List of tasks:
A – According to the book review, how many miles of already laid track did the purchase of the South Carolina Canal and Rail-Road Company give the directors?
B – Reproduce the passage of the book review from "A number of" to "of the railroad.".

The Louisville, Cincinnati & Charleston Rail Road: Dreams of Linking North and South by H. Roger Grant. Indiana University Press, 2014. Cloth, ISBN: 978-0253011817. $40.00.
On July 4, 1836, three hundred and eighty delegates, representing nine states and sharing a big dream, gathered at the Church Street Methodist Church in Knoxville, Tennessee. The purpose of “The Great Knoxville Railroad Convention” was to discuss the construction of a railroad from Charleston, South Carolina, to Cincinnati. The line was to be dubbed the Louisville, Cincinnati & Charleston Railroad (LC&C).
Veteran railroad historian H. Roger Grant recounts the history of the LC&C in rich detail in The Louisville, Cincinnati & Charleston Rail Road: Dreams of Linking North and South. Although the line never materialized, the story of the attempt—and of what transpired instead— is an interesting tale. It is also an important one, revealing much about attitudes toward railroad construction in the antebellum South.
A number of prominent men attended the Knoxville Convention, but South Carolina’s Robert Hayne quickly emerged as the gathering’s leading light. The former U.S. senator, best known for his defense of states’ rights in a celebrated floor debate with Massachusetts Senator Daniel Webster, presided over the convention and was chosen as president of the railroad.
The directors took a big step forward in late 1837 when they purchased the South Carolina Canal and Rail-Road Company (SCC&RRC). This gave them 136 miles of already laid track, much of it along their proposed route. In June 1842, the line completed trackage from Branchville, along the SCC&RRC, to Columbia. Soon, the LC&C was running a passenger train and an “accommodation” freight six days a week. Seasonal cotton shipments made the most money, but the road also hauled a variety of agricultural and manufactured goods.
Columbia, however, proved to be as far as the LC&C would reach. Despite early optimism, a pair of misfortunes sealed the line’s fate. The first was the Panic of 1837, one of America’s most severe and long-lasting economic depressions. Even the normally optimistic Hayne wrote in 1839, “The late and present commercial embarrassments of the country, which have shaken the foundations of credit and rendered unstable the commercial transactions of the world…have thrown obstacles in our way almost insurmountable” (102).

Dataset items
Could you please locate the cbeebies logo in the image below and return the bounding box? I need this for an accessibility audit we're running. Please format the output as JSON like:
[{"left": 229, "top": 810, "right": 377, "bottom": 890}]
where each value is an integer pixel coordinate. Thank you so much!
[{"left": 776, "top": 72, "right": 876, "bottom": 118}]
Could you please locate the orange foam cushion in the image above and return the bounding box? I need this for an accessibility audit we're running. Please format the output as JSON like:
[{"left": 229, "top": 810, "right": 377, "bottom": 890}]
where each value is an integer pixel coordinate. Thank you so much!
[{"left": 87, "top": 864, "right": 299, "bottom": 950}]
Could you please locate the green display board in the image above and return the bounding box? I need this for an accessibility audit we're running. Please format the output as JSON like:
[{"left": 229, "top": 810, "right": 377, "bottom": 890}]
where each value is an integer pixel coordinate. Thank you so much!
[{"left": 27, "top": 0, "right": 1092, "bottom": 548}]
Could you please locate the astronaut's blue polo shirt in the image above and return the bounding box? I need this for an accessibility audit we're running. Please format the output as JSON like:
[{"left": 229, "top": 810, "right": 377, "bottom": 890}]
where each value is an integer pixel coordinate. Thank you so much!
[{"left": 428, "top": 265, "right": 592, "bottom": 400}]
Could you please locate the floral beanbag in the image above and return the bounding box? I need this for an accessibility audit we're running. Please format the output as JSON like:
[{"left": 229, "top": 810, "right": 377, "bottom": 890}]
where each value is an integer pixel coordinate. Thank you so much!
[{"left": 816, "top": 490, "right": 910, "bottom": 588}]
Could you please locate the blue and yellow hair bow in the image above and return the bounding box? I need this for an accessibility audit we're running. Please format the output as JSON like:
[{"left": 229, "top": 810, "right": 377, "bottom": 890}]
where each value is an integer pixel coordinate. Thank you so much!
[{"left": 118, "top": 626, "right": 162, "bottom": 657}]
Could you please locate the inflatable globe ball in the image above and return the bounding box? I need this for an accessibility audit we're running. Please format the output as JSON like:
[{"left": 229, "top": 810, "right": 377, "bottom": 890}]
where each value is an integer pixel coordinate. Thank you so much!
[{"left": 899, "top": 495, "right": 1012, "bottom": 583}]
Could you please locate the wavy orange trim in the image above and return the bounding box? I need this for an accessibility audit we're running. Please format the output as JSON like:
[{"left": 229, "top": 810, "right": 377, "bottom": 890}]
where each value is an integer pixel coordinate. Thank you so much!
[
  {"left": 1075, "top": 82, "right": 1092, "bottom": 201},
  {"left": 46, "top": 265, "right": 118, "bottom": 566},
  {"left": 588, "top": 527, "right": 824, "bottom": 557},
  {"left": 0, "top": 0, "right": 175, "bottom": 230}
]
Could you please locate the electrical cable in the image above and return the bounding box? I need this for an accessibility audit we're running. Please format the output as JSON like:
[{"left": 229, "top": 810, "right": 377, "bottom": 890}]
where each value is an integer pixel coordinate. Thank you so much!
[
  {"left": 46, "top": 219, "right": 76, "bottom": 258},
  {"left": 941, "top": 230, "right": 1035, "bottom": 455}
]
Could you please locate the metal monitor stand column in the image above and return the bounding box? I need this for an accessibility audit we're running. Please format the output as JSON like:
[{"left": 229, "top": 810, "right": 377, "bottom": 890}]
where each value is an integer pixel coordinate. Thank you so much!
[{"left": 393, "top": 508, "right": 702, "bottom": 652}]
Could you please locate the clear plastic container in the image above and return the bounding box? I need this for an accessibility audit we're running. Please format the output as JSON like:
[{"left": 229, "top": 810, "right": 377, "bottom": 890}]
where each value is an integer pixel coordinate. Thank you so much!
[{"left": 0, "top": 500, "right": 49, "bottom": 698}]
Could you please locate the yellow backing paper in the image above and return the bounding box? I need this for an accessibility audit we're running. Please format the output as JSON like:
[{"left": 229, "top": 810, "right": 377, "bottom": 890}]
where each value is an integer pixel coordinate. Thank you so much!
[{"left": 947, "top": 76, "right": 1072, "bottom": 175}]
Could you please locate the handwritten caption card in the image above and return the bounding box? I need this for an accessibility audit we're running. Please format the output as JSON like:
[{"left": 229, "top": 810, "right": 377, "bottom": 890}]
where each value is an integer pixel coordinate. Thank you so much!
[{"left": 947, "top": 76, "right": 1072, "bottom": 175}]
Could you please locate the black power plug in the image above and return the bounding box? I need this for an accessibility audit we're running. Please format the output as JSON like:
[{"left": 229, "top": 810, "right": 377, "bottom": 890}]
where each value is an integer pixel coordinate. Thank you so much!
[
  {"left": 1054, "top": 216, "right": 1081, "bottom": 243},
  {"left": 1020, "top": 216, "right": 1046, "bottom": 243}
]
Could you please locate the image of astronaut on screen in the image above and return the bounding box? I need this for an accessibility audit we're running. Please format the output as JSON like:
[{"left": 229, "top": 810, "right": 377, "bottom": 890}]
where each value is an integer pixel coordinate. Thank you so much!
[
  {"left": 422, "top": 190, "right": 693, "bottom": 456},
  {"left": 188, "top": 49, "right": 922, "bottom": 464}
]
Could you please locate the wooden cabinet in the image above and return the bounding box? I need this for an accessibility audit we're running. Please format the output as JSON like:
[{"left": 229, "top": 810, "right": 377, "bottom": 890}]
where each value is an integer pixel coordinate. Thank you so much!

Responses for each task:
A – It gave them 136 miles of already laid track.

B –
A number of prominent men attended the Knoxville Convention, but South Carolina’s Robert Hayne quickly emerged as the gathering’s leading light. The former U.S. senator, best known for his defense of states’ rights in a celebrated floor debate with Massachusetts Senator Daniel Webster, presided over the convention and was chosen as president of the railroad.